-- Begin --

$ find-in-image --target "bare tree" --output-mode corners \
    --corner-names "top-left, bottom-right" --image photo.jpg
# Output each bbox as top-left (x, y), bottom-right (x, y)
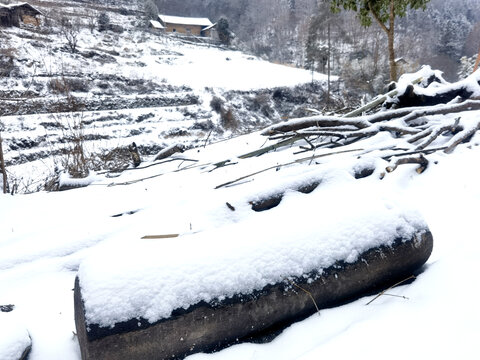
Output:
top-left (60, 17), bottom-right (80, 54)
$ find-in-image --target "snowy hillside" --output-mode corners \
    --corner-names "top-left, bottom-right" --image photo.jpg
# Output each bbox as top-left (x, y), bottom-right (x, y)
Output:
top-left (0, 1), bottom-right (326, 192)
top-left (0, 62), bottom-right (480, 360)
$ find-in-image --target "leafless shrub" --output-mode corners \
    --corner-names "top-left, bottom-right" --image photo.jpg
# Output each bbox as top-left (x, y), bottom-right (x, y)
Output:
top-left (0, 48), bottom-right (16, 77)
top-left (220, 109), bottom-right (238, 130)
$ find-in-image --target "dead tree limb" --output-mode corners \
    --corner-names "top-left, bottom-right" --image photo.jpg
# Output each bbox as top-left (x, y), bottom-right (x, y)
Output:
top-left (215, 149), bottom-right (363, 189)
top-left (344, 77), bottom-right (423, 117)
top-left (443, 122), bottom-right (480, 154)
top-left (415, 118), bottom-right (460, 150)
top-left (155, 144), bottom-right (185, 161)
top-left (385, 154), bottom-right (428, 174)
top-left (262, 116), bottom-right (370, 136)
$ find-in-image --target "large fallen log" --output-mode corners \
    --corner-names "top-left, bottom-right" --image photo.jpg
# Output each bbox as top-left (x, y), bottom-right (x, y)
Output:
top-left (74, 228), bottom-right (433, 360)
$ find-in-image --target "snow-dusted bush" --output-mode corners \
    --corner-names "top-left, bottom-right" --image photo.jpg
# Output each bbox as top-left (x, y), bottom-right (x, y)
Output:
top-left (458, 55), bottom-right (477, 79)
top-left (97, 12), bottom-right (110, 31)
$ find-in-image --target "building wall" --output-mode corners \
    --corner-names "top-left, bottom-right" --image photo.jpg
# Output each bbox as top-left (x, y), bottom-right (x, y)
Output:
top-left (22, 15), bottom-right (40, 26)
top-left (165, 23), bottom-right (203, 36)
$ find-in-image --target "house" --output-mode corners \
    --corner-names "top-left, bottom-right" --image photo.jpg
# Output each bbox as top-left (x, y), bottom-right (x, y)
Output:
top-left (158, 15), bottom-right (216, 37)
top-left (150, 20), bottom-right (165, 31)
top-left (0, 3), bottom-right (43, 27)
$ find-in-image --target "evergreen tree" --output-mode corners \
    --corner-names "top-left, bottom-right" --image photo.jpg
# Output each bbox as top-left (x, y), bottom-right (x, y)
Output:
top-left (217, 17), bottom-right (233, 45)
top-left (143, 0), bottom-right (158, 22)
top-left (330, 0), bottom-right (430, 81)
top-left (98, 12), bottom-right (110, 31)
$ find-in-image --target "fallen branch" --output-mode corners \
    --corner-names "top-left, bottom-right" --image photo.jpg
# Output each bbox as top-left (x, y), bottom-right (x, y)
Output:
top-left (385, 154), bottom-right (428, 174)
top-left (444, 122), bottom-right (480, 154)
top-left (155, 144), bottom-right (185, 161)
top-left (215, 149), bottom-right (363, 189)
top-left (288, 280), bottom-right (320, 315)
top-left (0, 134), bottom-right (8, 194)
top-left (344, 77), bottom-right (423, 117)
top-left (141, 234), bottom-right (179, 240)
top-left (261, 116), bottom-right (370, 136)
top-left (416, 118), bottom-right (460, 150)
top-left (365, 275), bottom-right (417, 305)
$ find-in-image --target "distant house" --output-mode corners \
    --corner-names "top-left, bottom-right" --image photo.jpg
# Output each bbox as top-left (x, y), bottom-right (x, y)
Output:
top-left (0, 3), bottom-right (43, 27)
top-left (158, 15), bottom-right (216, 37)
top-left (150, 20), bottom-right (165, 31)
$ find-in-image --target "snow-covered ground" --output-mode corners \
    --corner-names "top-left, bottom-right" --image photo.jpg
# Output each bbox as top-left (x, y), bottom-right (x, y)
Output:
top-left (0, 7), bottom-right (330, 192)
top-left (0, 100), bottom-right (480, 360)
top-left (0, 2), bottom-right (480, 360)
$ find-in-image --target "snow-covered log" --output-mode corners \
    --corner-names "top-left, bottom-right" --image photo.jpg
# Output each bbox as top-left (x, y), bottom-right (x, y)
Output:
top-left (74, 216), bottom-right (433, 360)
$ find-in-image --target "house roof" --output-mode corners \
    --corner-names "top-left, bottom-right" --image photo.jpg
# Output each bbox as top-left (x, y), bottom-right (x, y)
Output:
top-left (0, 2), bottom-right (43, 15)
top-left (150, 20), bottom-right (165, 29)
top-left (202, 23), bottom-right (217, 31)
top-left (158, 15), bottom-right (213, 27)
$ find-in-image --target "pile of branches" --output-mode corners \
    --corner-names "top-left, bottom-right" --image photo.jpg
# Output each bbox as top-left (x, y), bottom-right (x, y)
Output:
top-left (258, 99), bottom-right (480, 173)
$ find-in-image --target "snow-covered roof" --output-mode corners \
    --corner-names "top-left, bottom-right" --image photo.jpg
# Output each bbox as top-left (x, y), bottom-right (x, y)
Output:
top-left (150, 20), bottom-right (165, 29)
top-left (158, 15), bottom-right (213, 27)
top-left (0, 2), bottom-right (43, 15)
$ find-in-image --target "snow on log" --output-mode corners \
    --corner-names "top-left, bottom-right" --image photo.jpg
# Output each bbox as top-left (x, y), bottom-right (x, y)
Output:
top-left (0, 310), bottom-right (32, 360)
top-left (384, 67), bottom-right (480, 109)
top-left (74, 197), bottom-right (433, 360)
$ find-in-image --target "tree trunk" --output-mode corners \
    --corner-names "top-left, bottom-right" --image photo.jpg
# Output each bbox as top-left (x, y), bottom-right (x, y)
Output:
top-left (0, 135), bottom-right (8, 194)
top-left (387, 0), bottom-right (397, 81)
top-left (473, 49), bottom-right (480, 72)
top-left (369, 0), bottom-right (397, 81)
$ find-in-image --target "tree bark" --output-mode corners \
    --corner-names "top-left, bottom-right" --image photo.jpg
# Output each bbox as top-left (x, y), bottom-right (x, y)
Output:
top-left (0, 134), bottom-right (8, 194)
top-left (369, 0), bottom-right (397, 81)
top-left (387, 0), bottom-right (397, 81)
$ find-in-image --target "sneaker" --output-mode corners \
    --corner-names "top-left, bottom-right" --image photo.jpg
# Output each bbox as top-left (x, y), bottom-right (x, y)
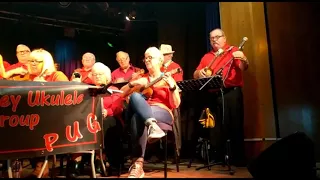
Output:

-- End --

YOUR INSTRUCTIONS
Collect every line of the material above that contains the word "roof", treating case as significant.

WRITTEN SOLUTION
$ find-in-image --target "house roof" --output-mode corners \
$ find-in-image --target "snow-covered roof" --output-mode corners \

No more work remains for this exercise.